== Extract provided ==

TRUST AGREEMENT FOR HOUGHTON MIFFLIN HOLDINGS, INC.
Exhibit 10.8
TRUST AGREEMENT FOR HOUGHTON MIFFLIN HOLDINGS, INC.
2003 DEFERRED COMPENSATION PLAN
This Agreement made as of this 28th day of January 2003, by and between Houghton Mifflin Holdings, Inc. (“Houghton Mifflin” or the “Company”) with its principal offices at 000 Xxxxxxxx Xxxxxx, Xxxxxx, Xxxxxxxxxxxxx and Xxxxxx X. Xxxxxx (the “Trustee”), x/x Xxxxxxxx Xxxxxxx Xxxxxxx, 000 Xxxxxxxx Xxxxxx, Xxxxxx, XX.
WITNESSETH
WHEREAS Houghton Mifflin has adopted a non-qualified deferred compensation plan (the “Plan”) to provide deferred compensation for certain management or highly compensated employees of the Company and its subsidiaries and affiliates and their beneficiaries; and
WHEREAS the Company wishes to establish a trust (the “Trust”) to assist in the payment of benefits under the Plan;
NOW, THEREFORE, the parties hereby establish the Trust and agree that the Trust shall be comprised, held and disposed of as follows:
SECTION 1. TRUST FUND
(a) Subject to the claims of the general creditors of the Company, as set forth in Section 5, the Company hereby deposits with the Trustee 2,369.14 shares of the Company’s Class A-10 Common Stock, par value $0.001 per share (the “Class A Common Stock”), and 263.2375 shares of the Company’s Class L Common Stock, par value $0.001 per share (the “Class L Common Stock” and, together with the Class A Common Stock, the “Common Stock”), in trust which shall become the principal of the Trust to be held, administered and disposed of by the Trustee as provided in this Agreement.

===
== Given data ==

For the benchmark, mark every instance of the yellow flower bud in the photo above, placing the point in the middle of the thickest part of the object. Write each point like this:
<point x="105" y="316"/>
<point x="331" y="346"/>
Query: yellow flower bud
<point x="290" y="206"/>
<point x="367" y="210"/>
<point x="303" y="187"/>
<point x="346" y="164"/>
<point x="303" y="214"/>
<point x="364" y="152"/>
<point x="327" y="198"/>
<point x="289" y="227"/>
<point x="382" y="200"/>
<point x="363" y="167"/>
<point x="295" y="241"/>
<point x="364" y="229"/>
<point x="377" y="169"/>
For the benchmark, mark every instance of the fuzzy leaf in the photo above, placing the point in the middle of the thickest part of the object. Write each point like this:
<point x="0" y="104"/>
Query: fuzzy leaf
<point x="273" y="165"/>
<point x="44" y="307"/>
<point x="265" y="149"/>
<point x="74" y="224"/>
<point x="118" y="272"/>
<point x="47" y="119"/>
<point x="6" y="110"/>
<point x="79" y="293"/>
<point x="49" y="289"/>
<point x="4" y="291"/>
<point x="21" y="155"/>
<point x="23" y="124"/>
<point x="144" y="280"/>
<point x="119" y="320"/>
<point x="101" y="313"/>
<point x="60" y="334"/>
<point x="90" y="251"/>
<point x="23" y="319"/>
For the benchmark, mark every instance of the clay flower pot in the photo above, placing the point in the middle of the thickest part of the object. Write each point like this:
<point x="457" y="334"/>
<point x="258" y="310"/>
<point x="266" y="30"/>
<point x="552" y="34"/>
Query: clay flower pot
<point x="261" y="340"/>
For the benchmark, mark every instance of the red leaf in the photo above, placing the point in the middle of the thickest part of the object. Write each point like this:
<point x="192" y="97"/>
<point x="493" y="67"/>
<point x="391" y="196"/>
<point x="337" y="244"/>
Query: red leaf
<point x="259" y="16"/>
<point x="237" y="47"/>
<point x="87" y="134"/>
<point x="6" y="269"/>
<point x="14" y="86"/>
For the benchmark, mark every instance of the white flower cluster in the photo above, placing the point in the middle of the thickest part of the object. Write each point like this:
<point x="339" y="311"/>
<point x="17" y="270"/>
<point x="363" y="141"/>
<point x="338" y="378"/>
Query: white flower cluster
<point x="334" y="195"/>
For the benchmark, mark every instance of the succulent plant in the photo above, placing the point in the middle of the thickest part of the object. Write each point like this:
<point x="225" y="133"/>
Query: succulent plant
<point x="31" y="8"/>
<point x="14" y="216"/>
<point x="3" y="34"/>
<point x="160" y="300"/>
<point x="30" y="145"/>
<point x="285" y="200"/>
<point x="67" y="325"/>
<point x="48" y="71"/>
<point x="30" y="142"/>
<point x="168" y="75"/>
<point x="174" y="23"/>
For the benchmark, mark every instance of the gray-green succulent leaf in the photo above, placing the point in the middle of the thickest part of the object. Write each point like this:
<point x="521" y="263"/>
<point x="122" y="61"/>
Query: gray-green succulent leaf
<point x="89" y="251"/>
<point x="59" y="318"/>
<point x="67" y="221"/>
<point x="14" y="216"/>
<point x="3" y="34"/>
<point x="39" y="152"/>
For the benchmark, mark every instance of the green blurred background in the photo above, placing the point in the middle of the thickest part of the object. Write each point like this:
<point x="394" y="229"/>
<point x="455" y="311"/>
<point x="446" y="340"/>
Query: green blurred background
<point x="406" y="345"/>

===

> Exercise set:
1. From the trust agreement, extract the part that opens with the words containing "Exhibit 10.8" and closes with "Xxxxxx, Xxxxxx, XX.".
2. Answer these questions from the trust agreement:
(a) On what date was the agreement made?
(b) How many shares of Class L Common Stock does the Company deposit with the Trustee?
(c) For whom does the Plan provide deferred compensation?

> Answers to the exercise:
1.
Exhibit 10.8
TRUST AGREEMENT FOR HOUGHTON MIFFLIN HOLDINGS, INC.
2003 DEFERRED COMPENSATION PLAN
This Agreement made as of this 28th day of January 2003, by and between Houghton Mifflin Holdings, Inc. (“Houghton Mifflin” or the “Company”) with its principal offices at 000 Xxxxxxxx Xxxxxx, Xxxxxx, Xxxxxxxxxxxxx and Xxxxxx X. Xxxxxx (the “Trustee”), x/x Xxxxxxxx Xxxxxxx Xxxxxxx, 000 Xxxxxxxx Xxxxxx, Xxxxxx, XX.

2.
(a) The 28th day of January 2003.
(b) 263.2375 shares.
(c) Certain management or highly compensated employees of the Company and its subsidiaries and affiliates, and their beneficiaries.